Task 1:
In the forum discussion on gold below, how much does the post say Barrick's hedging scheme has netted in the last 10 years?
Task 2:
Reproduce the records word for word, from the line containing "target: person wearing blue jeans" down to the end of the records.

Document section:
━━━━━━

It seems to be an ongoing thing, so, I would like your opinions.

They spent, on this one seemingly unexpected support operation, about eight billion USD.

Today, I have seen numbers in the range of $Twelve billion in treasury paper sold by them today, alone.

If I wanted to support my currency, as in the days of yore, I would have increased my country's Au holdings.

For the $8,000,000,000. divided by $320.00/OZ equals 25,000,000 OZ gold. Twenty-five million OZ makes Belgian, Argentine, Australian, Candian ,etc., sales pale. I had a few other points, but, : Is gold MONEY anymore?

Crunch
(Mon Apr 13 1998 23:03 - ID#344290)
Barrick's Hedeging program -10 million ozs. currently
I just rec'd. Barrick '97 report and it is candid as to how Barrick through a dealer borrows CB gold, sells it on the open market and invests the proceeds @ 7% interest. They pay the CB 2% annually for the use of the gold. The contango, 5% accrues to Barrick and effectively ups the price Barrick receives by that amount compounded annually until the gold is returned to the CB. If the spot price is higher than the hedge price, Barrick sells at spot and rolls the hedge over - they just concluded negotiations to allow them to keep rolling for 15 years should Barrick wish. This scheme has netted Barrick $580,000,000 in the last 10 years. 10 million ozs. currently hedged. See page 10 of the annual report.

Great program for the company - surely others with the financial heft to do so will be getting their own programs going like this.

Auric
(Mon Apr 13 1998 23:05 - ID#255151)
Glasperlenspiel

A Nobel Prize winner for literature, 1943. Here is a good site on that subject-- http://www.ios.com/~davehuge/MacNamee.html

JP
(Mon Apr 13 1998 23:06 - ID#253153)

━━━━━━

[Collected data]

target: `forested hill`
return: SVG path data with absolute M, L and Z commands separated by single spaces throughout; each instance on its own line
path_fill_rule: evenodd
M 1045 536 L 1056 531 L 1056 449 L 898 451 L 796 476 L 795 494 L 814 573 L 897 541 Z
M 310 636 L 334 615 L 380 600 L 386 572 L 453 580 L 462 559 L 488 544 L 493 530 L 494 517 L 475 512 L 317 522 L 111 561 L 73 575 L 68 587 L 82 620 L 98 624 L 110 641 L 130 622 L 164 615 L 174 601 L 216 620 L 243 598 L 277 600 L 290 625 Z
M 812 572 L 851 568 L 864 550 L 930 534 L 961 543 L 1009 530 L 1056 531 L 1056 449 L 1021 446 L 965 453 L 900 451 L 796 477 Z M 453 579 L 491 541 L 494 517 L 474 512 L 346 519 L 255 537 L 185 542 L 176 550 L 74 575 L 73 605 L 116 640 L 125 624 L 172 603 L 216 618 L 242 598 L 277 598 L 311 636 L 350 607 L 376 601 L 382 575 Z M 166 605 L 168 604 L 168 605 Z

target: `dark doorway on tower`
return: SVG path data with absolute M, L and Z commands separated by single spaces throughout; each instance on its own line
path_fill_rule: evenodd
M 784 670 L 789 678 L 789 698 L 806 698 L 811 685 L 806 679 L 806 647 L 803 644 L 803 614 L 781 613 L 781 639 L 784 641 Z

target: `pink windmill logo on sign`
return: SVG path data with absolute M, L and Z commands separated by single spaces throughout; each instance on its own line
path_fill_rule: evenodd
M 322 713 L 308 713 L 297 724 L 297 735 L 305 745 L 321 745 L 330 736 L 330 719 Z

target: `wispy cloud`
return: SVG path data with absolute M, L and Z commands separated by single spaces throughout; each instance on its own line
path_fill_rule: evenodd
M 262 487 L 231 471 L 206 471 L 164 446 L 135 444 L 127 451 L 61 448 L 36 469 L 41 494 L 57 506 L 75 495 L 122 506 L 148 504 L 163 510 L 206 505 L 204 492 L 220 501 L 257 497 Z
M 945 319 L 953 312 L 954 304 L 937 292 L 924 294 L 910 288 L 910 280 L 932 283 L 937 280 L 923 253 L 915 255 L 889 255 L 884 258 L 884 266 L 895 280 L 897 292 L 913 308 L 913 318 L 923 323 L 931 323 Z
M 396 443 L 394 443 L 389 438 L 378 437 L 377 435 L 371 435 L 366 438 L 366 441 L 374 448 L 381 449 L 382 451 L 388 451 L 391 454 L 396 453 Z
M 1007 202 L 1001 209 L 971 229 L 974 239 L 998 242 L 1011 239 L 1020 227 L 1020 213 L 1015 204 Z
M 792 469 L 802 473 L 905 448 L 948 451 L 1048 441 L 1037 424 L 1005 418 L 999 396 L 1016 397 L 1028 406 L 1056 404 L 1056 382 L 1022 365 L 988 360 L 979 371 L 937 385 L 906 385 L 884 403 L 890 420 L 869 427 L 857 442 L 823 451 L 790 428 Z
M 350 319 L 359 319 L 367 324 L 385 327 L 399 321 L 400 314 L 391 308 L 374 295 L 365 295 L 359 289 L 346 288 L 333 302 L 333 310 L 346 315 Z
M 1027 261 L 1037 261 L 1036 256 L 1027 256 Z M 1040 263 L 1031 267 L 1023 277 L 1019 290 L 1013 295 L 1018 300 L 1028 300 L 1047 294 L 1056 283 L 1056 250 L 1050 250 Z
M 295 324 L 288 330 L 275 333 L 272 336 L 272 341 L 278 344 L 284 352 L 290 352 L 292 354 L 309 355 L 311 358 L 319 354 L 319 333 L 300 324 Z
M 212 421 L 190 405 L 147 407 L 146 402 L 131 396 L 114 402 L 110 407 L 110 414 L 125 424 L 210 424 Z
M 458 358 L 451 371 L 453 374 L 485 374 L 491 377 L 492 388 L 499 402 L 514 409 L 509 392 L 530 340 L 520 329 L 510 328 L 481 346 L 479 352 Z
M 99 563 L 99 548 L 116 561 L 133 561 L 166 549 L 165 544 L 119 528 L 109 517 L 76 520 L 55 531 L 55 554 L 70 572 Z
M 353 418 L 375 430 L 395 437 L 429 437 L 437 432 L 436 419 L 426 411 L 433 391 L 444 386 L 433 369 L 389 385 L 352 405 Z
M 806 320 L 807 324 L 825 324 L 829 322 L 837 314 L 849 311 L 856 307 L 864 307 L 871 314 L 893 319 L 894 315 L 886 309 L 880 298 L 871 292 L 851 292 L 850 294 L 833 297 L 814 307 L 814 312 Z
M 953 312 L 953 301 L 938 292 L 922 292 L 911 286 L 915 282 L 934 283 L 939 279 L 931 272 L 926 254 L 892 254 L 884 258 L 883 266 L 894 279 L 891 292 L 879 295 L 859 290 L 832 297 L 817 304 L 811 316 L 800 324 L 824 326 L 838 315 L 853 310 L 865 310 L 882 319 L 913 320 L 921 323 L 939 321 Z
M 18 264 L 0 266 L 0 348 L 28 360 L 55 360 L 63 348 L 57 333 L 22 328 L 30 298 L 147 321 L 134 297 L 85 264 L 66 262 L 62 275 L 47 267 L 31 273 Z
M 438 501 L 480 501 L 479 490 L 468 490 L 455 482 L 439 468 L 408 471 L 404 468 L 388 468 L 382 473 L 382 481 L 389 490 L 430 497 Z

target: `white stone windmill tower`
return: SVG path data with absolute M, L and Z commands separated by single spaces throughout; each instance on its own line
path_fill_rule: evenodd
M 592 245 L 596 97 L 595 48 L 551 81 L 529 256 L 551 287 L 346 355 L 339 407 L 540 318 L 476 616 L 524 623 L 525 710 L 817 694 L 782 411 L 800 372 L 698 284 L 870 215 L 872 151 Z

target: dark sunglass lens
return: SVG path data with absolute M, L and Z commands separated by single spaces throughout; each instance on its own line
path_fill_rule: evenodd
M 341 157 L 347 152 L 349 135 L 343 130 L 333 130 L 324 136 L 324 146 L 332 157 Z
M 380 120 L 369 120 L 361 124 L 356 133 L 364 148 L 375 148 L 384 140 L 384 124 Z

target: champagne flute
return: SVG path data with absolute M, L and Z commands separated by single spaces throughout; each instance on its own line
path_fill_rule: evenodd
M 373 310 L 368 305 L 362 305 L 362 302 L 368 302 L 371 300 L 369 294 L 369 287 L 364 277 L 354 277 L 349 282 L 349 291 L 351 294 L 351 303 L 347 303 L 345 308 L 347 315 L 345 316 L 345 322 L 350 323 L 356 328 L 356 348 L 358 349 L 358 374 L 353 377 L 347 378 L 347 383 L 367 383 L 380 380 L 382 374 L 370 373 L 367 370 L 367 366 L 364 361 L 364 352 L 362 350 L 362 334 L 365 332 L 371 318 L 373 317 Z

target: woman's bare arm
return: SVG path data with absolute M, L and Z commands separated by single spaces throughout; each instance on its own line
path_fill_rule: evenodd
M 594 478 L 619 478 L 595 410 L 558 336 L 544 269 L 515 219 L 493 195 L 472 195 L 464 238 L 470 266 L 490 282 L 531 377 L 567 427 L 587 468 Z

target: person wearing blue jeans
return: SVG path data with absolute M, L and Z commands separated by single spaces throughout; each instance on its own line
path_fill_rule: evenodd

━━━━━━

Full solution 1:
$580,000,000

Full solution 2:
target: person wearing blue jeans
return: SVG path data with absolute M, L and Z commands separated by single spaces throughout; each instance on its own line
path_fill_rule: evenodd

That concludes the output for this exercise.